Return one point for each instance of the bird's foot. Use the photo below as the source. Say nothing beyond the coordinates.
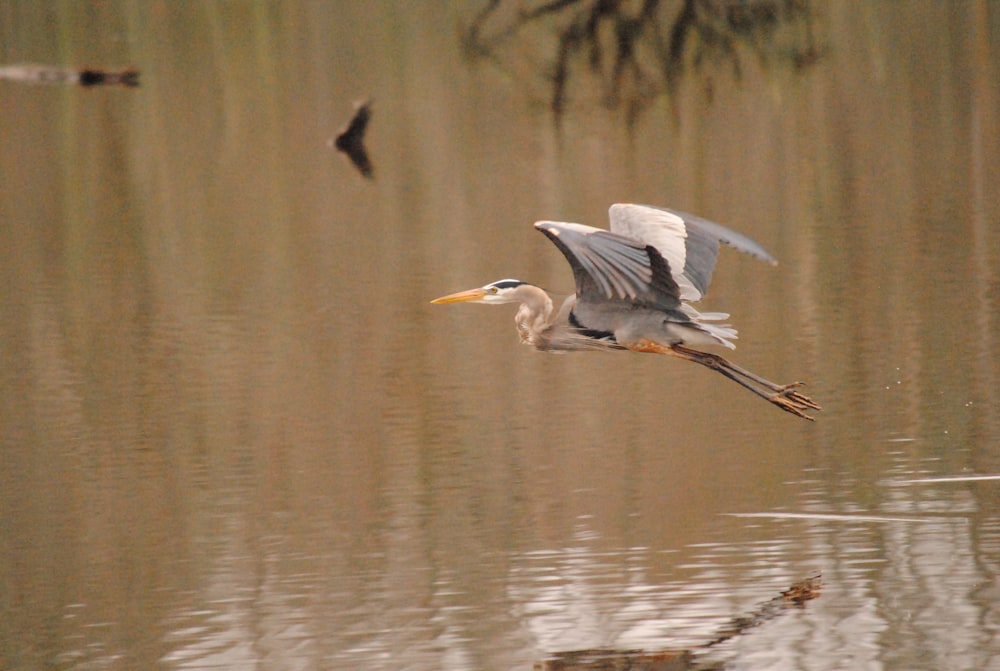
(792, 401)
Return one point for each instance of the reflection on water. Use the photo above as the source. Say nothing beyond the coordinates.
(235, 434)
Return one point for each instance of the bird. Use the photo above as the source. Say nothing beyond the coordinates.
(351, 139)
(634, 289)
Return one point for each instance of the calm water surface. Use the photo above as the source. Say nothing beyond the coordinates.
(235, 434)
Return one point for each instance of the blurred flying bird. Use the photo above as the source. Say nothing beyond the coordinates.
(351, 139)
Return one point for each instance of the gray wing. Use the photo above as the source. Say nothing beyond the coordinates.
(609, 267)
(689, 244)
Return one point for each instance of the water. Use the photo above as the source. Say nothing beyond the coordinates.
(236, 435)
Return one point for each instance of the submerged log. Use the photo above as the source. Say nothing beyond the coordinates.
(32, 73)
(609, 659)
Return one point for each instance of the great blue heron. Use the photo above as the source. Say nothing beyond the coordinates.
(634, 285)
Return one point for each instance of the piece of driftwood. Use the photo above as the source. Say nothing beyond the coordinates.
(33, 73)
(609, 659)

·····

- _What is expected_: Return every record exactly. Pictures stay out.

- _Reply to the task_:
Return one point for each instance of the bird's foot. Use the photo below as the source. Say nothing beyond the coordinates.
(792, 401)
Return one point for each instance of the reflection on water. Use the photo above as the source. Say nothing beyond the coordinates.
(235, 434)
Return one point for each instance of the bird. Use the photo above as the source. Say nothing beyond the coordinates.
(351, 139)
(634, 289)
Return one point for each instance of the calm water surface. Use the photo above as the source. Say nothing beyond the coordinates.
(235, 434)
Return one point for each instance of the blurred flying bird. Use the photo above as the source. Say nothing beyond the coordinates.
(351, 139)
Return one point for each instance of the gray wing. Use the photo above as the source. Say nothing beyond the coordinates.
(609, 267)
(689, 244)
Return one point for each instance of the water. Use the photo above as the source. Say nothing beyond the coordinates.
(236, 435)
Return one point for each instance of the submerged log. Use the photo above as the source. Say nothing beyond the coordinates.
(32, 73)
(609, 659)
Return one point for each instance of the great blue heron. Use the photo above as the source. Say nothing beyond the coordinates.
(634, 285)
Return one point for each instance of the piece of driftwood. Use the photo above as the source. Say nothing beyond the coordinates.
(33, 73)
(609, 659)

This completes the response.